§ What is required: Locate every line in the records below that contains the string "field" and copy each of those lines.

§ Given records:
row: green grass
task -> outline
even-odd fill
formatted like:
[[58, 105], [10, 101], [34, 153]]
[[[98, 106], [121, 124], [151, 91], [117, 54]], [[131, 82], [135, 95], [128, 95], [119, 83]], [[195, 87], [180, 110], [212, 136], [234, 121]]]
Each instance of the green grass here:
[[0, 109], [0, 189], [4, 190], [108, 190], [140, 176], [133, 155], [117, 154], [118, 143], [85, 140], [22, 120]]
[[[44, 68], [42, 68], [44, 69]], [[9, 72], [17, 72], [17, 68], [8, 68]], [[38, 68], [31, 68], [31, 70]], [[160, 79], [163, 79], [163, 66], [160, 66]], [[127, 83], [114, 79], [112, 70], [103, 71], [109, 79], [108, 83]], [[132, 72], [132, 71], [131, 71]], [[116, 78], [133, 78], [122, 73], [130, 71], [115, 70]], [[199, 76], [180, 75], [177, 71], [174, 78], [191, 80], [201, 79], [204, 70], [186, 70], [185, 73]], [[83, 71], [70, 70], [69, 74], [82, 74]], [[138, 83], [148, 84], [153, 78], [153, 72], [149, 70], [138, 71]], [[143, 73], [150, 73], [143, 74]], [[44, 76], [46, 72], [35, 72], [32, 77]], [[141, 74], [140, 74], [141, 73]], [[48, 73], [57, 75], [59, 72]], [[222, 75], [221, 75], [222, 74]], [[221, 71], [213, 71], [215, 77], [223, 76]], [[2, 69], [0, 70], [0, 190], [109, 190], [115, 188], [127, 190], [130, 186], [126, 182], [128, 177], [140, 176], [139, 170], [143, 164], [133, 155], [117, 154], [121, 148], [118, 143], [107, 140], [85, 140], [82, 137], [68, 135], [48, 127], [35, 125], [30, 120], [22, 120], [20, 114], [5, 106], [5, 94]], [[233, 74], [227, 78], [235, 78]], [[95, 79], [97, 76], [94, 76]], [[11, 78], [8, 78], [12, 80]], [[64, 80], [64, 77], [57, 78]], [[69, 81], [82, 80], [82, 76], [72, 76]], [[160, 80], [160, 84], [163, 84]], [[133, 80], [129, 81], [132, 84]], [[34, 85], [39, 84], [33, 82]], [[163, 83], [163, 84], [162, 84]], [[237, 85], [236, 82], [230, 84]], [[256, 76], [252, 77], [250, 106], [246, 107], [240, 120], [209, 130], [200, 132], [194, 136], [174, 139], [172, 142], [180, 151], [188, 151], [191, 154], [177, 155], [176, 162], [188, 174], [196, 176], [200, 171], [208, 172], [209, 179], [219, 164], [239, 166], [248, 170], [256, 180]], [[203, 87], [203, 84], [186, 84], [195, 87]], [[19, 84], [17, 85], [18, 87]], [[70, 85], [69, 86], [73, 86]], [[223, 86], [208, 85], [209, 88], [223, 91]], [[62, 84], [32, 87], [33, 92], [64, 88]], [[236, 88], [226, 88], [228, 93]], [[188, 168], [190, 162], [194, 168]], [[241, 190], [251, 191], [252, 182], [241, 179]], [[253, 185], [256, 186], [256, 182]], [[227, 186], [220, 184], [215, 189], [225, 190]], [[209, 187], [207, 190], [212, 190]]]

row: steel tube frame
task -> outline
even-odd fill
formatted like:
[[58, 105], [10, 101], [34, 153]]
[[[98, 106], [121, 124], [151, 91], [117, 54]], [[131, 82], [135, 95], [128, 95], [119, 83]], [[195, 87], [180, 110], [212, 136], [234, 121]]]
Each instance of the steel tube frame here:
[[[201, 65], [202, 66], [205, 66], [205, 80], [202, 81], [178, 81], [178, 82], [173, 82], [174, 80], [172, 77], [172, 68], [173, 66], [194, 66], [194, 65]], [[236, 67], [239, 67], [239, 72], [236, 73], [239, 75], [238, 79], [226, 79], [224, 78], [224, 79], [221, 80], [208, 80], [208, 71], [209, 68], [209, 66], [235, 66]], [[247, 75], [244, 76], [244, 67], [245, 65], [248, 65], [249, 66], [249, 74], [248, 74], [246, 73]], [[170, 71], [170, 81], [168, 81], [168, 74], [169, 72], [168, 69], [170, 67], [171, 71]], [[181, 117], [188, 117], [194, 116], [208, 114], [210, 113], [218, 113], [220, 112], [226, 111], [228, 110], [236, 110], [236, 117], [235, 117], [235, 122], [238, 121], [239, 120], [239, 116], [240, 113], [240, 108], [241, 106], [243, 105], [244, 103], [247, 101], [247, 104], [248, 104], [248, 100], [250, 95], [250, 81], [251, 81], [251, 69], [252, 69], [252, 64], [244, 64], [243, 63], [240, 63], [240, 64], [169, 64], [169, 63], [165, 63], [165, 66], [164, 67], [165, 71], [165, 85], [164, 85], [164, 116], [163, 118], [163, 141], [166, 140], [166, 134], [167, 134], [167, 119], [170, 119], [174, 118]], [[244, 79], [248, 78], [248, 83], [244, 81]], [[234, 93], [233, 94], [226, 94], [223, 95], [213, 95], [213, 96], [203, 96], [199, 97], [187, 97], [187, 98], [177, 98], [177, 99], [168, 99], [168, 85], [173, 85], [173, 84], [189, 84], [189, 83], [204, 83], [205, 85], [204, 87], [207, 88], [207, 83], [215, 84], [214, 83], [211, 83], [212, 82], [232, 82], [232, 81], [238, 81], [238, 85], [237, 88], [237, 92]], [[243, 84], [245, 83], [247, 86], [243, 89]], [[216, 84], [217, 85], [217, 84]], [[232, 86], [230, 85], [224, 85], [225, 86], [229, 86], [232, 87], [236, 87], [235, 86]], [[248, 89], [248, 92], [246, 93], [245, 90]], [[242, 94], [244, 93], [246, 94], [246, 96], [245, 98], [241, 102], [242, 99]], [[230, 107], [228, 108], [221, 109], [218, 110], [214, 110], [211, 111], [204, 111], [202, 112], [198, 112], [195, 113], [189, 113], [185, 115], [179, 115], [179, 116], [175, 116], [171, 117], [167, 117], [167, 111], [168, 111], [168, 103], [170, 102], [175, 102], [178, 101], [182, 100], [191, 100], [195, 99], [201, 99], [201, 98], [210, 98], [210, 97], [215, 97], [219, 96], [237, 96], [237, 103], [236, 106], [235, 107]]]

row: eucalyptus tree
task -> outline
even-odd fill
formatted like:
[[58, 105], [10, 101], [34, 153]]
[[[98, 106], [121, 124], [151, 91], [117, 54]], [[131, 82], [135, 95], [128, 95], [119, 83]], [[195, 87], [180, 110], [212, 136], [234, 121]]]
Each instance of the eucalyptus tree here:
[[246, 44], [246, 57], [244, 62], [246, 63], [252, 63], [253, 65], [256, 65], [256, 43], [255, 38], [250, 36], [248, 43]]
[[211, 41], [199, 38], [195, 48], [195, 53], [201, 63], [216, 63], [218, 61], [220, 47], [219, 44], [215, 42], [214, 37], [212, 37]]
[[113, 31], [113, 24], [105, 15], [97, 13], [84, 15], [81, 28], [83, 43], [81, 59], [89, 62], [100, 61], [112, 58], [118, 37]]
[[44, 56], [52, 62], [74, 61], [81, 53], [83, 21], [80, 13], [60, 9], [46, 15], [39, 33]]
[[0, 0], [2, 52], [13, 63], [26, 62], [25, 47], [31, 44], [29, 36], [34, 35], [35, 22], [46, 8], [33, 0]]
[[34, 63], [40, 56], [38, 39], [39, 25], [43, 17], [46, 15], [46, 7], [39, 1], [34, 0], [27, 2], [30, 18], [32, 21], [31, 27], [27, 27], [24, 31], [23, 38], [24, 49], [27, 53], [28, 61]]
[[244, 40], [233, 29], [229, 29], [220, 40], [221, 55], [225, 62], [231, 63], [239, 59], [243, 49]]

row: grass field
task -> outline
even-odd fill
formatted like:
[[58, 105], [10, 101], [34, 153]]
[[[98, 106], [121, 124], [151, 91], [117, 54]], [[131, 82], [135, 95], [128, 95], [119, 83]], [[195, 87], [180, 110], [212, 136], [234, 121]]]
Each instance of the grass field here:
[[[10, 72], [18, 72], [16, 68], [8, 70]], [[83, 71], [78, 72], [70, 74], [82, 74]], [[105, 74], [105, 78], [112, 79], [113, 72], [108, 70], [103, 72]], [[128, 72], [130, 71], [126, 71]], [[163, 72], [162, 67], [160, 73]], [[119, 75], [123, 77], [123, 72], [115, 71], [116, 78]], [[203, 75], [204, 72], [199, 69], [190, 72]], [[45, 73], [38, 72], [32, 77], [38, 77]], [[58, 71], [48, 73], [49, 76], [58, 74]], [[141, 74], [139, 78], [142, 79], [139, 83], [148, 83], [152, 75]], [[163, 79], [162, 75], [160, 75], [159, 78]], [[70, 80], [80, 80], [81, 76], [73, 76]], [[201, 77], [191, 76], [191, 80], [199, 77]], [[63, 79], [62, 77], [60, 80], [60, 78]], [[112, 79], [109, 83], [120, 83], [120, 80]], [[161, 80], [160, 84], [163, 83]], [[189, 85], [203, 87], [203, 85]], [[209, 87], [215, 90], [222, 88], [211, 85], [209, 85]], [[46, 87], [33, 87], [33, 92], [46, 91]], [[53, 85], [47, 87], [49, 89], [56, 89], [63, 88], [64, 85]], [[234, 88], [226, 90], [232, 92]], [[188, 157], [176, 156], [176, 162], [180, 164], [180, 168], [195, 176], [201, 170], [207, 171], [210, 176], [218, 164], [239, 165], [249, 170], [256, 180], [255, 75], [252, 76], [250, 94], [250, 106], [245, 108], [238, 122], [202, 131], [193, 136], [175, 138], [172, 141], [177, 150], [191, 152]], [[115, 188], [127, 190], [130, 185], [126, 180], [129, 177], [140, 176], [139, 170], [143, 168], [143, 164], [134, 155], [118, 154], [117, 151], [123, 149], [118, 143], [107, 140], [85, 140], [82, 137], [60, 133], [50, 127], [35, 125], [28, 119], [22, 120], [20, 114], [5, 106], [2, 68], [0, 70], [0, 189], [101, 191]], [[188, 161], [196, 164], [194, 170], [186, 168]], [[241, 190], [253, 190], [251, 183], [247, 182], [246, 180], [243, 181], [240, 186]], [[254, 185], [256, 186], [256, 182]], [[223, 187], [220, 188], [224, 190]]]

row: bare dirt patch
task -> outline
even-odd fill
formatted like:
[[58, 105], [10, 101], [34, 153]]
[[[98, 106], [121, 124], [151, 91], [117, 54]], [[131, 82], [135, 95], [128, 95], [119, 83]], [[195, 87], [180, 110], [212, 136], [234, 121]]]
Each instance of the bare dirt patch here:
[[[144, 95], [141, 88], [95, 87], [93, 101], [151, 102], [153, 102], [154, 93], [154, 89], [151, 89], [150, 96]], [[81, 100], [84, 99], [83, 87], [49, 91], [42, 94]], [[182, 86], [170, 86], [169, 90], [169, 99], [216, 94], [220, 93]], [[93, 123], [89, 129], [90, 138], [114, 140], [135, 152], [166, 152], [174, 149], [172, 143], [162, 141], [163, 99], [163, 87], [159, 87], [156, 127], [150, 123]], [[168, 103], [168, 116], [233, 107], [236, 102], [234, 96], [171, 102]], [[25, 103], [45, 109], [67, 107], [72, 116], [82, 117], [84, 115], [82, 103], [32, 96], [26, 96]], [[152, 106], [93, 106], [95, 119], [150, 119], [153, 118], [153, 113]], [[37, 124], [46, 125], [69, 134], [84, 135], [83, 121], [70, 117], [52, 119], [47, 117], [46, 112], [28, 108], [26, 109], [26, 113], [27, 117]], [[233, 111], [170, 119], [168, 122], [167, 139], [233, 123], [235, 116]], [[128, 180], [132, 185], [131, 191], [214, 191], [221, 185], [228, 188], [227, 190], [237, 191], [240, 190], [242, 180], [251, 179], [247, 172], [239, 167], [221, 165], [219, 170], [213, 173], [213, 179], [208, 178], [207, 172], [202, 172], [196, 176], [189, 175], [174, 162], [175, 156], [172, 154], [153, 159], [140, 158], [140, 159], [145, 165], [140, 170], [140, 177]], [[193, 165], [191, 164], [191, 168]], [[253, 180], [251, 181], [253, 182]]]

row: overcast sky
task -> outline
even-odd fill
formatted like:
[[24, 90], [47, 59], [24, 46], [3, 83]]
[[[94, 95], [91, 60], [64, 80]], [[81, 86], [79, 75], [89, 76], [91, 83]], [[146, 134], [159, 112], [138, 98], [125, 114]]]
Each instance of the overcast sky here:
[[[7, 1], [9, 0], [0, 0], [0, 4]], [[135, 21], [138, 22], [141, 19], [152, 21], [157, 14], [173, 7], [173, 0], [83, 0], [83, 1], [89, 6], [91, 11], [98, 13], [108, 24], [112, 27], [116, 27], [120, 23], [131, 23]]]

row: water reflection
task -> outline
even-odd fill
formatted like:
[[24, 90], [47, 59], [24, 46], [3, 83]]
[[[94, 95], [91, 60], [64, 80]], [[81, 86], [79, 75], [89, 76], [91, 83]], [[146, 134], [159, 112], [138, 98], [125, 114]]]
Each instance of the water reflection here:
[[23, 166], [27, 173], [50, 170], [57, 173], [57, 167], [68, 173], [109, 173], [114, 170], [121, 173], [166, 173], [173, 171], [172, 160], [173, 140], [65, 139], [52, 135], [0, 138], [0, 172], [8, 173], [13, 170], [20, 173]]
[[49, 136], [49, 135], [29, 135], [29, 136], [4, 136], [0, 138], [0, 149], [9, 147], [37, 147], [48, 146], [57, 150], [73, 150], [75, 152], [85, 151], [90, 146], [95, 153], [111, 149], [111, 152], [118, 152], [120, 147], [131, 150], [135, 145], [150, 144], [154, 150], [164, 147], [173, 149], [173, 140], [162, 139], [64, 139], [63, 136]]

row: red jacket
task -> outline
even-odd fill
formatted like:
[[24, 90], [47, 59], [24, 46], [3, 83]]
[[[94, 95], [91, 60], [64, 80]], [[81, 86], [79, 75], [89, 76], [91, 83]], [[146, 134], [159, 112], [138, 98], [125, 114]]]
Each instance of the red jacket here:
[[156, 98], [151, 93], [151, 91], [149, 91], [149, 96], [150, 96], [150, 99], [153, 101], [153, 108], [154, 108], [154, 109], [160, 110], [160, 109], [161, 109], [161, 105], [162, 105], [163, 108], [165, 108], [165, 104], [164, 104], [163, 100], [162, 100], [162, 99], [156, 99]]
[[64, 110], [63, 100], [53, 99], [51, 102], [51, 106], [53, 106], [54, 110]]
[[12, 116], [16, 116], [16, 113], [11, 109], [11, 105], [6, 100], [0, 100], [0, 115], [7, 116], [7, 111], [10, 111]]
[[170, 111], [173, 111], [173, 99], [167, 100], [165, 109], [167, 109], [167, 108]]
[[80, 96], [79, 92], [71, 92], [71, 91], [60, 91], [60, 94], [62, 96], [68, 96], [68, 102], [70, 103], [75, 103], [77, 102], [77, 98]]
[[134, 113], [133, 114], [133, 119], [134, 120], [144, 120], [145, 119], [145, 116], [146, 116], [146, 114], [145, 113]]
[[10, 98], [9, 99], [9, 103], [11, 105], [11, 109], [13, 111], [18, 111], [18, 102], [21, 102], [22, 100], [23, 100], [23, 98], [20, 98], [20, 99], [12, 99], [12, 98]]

§ Answer for this exercise:
row: grass field
Each instance of the grass field here:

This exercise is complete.